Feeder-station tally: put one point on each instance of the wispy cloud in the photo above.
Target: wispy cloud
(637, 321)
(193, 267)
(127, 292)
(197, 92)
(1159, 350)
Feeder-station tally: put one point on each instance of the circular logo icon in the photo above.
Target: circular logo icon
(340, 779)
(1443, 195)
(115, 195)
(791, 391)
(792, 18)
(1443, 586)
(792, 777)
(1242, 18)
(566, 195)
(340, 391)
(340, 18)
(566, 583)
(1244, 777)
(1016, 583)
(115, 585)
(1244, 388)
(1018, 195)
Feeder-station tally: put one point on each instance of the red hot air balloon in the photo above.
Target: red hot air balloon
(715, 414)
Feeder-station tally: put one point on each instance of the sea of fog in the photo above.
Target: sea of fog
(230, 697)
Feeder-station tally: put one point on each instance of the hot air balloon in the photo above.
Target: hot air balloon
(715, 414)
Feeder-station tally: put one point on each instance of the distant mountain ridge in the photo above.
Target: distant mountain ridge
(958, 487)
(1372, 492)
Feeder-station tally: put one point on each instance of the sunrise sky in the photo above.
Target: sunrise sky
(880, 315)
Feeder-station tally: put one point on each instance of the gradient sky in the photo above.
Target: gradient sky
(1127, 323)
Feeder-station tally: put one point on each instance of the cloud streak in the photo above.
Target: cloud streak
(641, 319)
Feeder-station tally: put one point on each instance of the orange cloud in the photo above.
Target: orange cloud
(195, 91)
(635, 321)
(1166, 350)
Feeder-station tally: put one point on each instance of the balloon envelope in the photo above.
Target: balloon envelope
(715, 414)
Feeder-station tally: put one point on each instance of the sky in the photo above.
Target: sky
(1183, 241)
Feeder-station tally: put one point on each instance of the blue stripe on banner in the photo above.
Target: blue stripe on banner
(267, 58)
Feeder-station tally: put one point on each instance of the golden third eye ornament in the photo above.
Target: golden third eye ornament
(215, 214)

########################################

▸ **WORK INSTRUCTIONS**
Rewrite every one of the rows above with "Feeder-station tally" swapped for "Point count" wherever it occurs, keeping all other text unchanged.

▸ **EXERCISE OUTPUT**
Point count: put one point on each instance of the wispy cloud in the photo above.
Target: wispy cloud
(637, 321)
(193, 267)
(127, 292)
(197, 92)
(1159, 350)
Point count: put one point on each instance of the circular logo icon in the photo above.
Target: circular logo icon
(340, 779)
(1443, 195)
(115, 195)
(791, 391)
(792, 18)
(1443, 586)
(792, 777)
(1242, 18)
(566, 195)
(340, 391)
(340, 18)
(566, 583)
(1244, 777)
(1016, 583)
(115, 585)
(1244, 388)
(1018, 195)
Point count: put one point on each instance of the red hot air balloon in the photo above.
Target: red hot air balloon
(715, 414)
Point count: put one point on each instance of the sea of fog in the photo above.
Target: sea of fog
(230, 697)
Point count: put one point on each instance of the hot air balloon in the photo above.
Target: hot air balloon
(715, 414)
Point count: put one point on each instance of the distant mountain ridge in the photo above.
Target: distant mountain ridge
(958, 487)
(1372, 492)
Point count: put one point on each instance of the sunrise sky in the photo above.
Target: sunrise sky
(880, 315)
Point count: put one point on each instance of the gradient sky in the photo above.
Target: gradient sky
(1127, 323)
Point count: put one point on each instance of the cloud streak in the photo above.
Target: cloud streak
(641, 319)
Point count: put one point on each instance of the orange cloud in the photo above.
Target: orange cloud
(195, 91)
(635, 321)
(1166, 350)
Point count: put one point on each instance of the balloon envelope in the photo above.
Target: balloon envelope
(715, 414)
Point count: put one point on each instance of the sky in the photo above.
Target: sky
(1183, 241)
Point count: put one point on each instance of the blue stripe on banner in the photo above.
Target: blue stripe on banner
(267, 58)
Point count: put one point on each instance of the golden third eye ornament in the photo above.
Target: golden third eye ornament
(215, 214)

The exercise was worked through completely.